**PROVIDED MATERIAL**:
# # # # # # #

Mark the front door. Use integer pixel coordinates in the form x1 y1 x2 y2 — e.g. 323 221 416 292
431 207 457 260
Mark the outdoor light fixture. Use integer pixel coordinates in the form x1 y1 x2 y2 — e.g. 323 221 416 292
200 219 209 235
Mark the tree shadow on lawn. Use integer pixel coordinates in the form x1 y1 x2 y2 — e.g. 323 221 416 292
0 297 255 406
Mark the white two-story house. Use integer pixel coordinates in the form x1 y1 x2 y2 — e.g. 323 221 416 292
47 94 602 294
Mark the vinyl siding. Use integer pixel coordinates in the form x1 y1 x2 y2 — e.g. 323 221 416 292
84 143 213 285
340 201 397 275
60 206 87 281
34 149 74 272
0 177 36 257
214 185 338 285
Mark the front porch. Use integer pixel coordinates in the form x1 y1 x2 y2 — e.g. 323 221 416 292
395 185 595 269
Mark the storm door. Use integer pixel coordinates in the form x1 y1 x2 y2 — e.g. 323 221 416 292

# # # # # # #

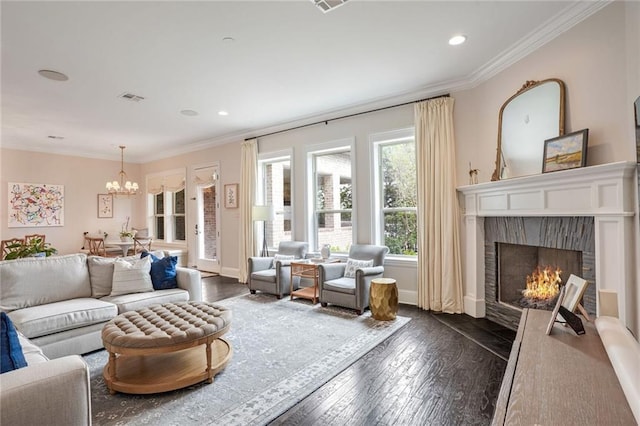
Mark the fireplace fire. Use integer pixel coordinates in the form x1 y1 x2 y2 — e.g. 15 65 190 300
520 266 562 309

# # # # # # #

**GIVEN EXERCISE**:
Please give everything from the line containing "Mark the white" down to the line containing "395 185 595 269" again, substituting "Outline" for "Mark" and leaving all else unchanged.

**COMPLETE ANSWER**:
Outline the white two-story house. Use integer pixel coordinates in the form x1 y1 x2 y2 — e.g. 323 221 416 292
47 94 602 294
Outline the vinyl siding. Use integer pixel coordinates in the form x1 y1 x2 y2 — e.g. 323 221 416 292
84 143 213 285
340 201 397 275
60 206 87 281
34 149 74 272
0 177 36 257
214 185 338 285
Outline the front porch. Use integer pixel coordinates in the form x1 y1 x2 y2 — e.g. 323 221 416 292
395 185 595 269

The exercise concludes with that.